-- Text provided start --
Am 14.08.2018 um 10:13 schrieb Deng, Emily:
-----Original Message-----
From: Christian König <ckoenig.leichtzumer...@gmail.com>
Sent: Tuesday, August 14, 2018 3:54 PM
To: Deng, Emily <emily.d...@amd.com>; amd-gfx@lists.freedesktop.org
Subject: Re: [PATCH] drm/amdgpu/sriov: For sriov runtime, use kiq to do
invalidate tlb

Am 14.08.2018 um 09:46 schrieb Emily Deng:
To avoid the tlb flush not interrupted by world switch, use kiq and
one command to do tlb invalidate.
Well NAK, this just duplicates the TLB handling and moves it outside of the GMC
code.
No, it not duplicates the TLB handling, it only send one command, and not 
duplicate. With kiq,
it only use one command to do the invalidate tlb and wait ack, and won't be 
interrupted by world switch.

That is effectively duplicating the TLB handling.

Instead just lower the timeout and suppress the warning when SRIOV is active.
With the kiq to do tlb flush, no warning issue expected.

Either fix that issue thoughtfully or let us live with the warning message.

But please no more SRIOV workaround we can't test on bare metal and break things with older firmware.

Regards,
Christian.


Best wishes
Emily Deng
Christian.

SWDEV-161497

Signed-off-by: Emily Deng <emily.d...@amd.com>
---
   drivers/gpu/drm/amd/amdgpu/amdgpu_virt.c | 50
++++++++++++++++++++++++++++++++
   drivers/gpu/drm/amd/amdgpu/amdgpu_virt.h |  2 ++
   drivers/gpu/drm/amd/amdgpu/gmc_v9_0.c    |  5 ++++
   3 files changed, 57 insertions(+)
-- Text provided end --
Given instruction 1:
Answer these questions about the patch discussion:
(a) What does the patch use so that the TLB invalidate is done with one command?
(b) What does the reply suggest doing instead when SRIOV is active?
(c) How many files does the patch change?
Given instruction 2:
Go on with the patch discussion about TLB invalidation, starting right after its final line.
The entries that come after this thread are separate material and have no connection to it.
-- Information provided start --
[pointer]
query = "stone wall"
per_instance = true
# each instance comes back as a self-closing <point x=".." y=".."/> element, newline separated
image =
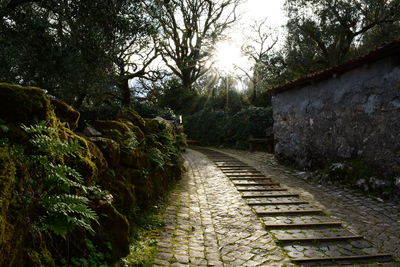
<point x="351" y="115"/>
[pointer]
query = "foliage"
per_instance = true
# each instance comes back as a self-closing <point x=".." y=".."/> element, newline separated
<point x="94" y="258"/>
<point x="219" y="128"/>
<point x="99" y="112"/>
<point x="358" y="174"/>
<point x="148" y="110"/>
<point x="145" y="233"/>
<point x="80" y="50"/>
<point x="3" y="126"/>
<point x="188" y="33"/>
<point x="324" y="33"/>
<point x="59" y="188"/>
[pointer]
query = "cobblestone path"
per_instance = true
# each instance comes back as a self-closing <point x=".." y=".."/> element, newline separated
<point x="377" y="221"/>
<point x="208" y="223"/>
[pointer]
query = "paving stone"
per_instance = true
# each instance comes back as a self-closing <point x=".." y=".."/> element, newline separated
<point x="208" y="218"/>
<point x="377" y="221"/>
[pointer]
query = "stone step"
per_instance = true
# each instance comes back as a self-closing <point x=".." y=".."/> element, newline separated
<point x="344" y="259"/>
<point x="303" y="225"/>
<point x="280" y="212"/>
<point x="320" y="239"/>
<point x="254" y="183"/>
<point x="276" y="203"/>
<point x="260" y="189"/>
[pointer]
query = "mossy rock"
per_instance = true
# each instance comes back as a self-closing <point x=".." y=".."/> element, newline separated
<point x="7" y="184"/>
<point x="131" y="115"/>
<point x="97" y="157"/>
<point x="12" y="230"/>
<point x="144" y="190"/>
<point x="113" y="228"/>
<point x="115" y="130"/>
<point x="136" y="159"/>
<point x="154" y="126"/>
<point x="110" y="149"/>
<point x="84" y="163"/>
<point x="40" y="258"/>
<point x="66" y="113"/>
<point x="123" y="192"/>
<point x="19" y="104"/>
<point x="135" y="129"/>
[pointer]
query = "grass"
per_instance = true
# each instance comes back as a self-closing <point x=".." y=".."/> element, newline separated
<point x="144" y="237"/>
<point x="145" y="229"/>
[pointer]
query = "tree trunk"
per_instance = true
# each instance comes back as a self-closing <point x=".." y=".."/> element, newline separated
<point x="79" y="100"/>
<point x="125" y="93"/>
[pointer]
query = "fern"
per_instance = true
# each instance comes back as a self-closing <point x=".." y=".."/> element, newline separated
<point x="61" y="186"/>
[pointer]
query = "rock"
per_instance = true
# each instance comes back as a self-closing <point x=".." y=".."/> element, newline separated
<point x="397" y="183"/>
<point x="20" y="104"/>
<point x="131" y="115"/>
<point x="109" y="148"/>
<point x="97" y="158"/>
<point x="84" y="162"/>
<point x="143" y="184"/>
<point x="66" y="113"/>
<point x="91" y="132"/>
<point x="123" y="192"/>
<point x="154" y="126"/>
<point x="135" y="129"/>
<point x="12" y="225"/>
<point x="113" y="228"/>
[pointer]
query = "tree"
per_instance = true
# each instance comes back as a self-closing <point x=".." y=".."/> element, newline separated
<point x="323" y="33"/>
<point x="260" y="42"/>
<point x="188" y="31"/>
<point x="78" y="50"/>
-- Information provided end --
Right answer 1:
(a) It uses kiq.
(b) The reply suggests lowering the timeout and suppressing the warning.
(c) The patch changes 3 files.

Right answer 2:
diff --git a/drivers/gpu/drm/amd/amdgpu/amdgpu_virt.c
b/drivers/gpu/drm/amd/amdgpu/amdgpu_virt.c
index 21adb1b6..aa6ddcc 100644
--- a/drivers/gpu/drm/amd/amdgpu/amdgpu_virt.c
+++ b/drivers/gpu/drm/amd/amdgpu/amdgpu_virt.c
@@ -233,6 +233,56 @@ void amdgpu_virt_kiq_wreg(struct amdgpu_device
*adev, uint32_t reg, uint32_t v)
        pr_err("failed to write reg:%x\n", reg);
   }

+void amdgpu_virt_kiq_invalidate_tlb(struct amdgpu_device *adev, struct
amdgpu_vmhub *hub,
+               unsigned eng, u32 req, uint32_t vmid) {
+       signed long r, cnt = 0;
+       unsigned long flags;
+       uint32_t seq;
+       struct amdgpu_kiq *kiq = &adev->gfx.kiq;
+       struct amdgpu_ring *ring = &kiq->ring;
+
+       BUG_ON(!ring->funcs->emit_reg_write_reg_wait);
+
+       spin_lock_irqsave(&kiq->ring_lock, flags);
+       amdgpu_ring_alloc(ring, 32);
+       amdgpu_ring_emit_reg_write_reg_wait(ring, hub->vm_inv_eng0_req +
eng,
+                                           hub->vm_inv_eng0_ack + eng,
+                                           req, 1 << vmid);
+       amdgpu_fence_emit_polling(ring, &seq);
+       amdgpu_ring_commit(ring);
+       spin_unlock_irqrestore(&kiq->ring_lock, flags);
+
+       r = amdgpu_fence_wait_polling(ring, seq, MAX_KIQ_REG_WAIT);
+
+       /* don't wait anymore for gpu reset case because this way may
+        * block gpu_recover() routine forever, e.g. this virt_kiq_rreg
+        * is triggered in TTM and ttm_bo_lock_delayed_workqueue() will
+        * never return if we keep waiting in virt_kiq_rreg, which cause
+        * gpu_recover() hang there.
+        *
+        * also don't wait anymore for IRQ context
+        * */
+       if (r < 1 && (adev->in_gpu_reset || in_interrupt()))
+               goto failed_kiq;
+
+       if (in_interrupt())
+               might_sleep();
+
+       while (r < 1 && cnt++ < MAX_KIQ_REG_TRY) {
+               msleep(MAX_KIQ_REG_BAILOUT_INTERVAL);
+               r = amdgpu_fence_wait_polling(ring, seq,
MAX_KIQ_REG_WAIT);
+       }
+
+       if (cnt > MAX_KIQ_REG_TRY)
+               goto failed_kiq;
+
+       return;
+
+failed_kiq:
+       pr_err("failed to invalidate tlb with kiq\n"); }
+
   /**
    * amdgpu_virt_request_full_gpu() - request full gpu access
    * @amdgpu:  amdgpu device.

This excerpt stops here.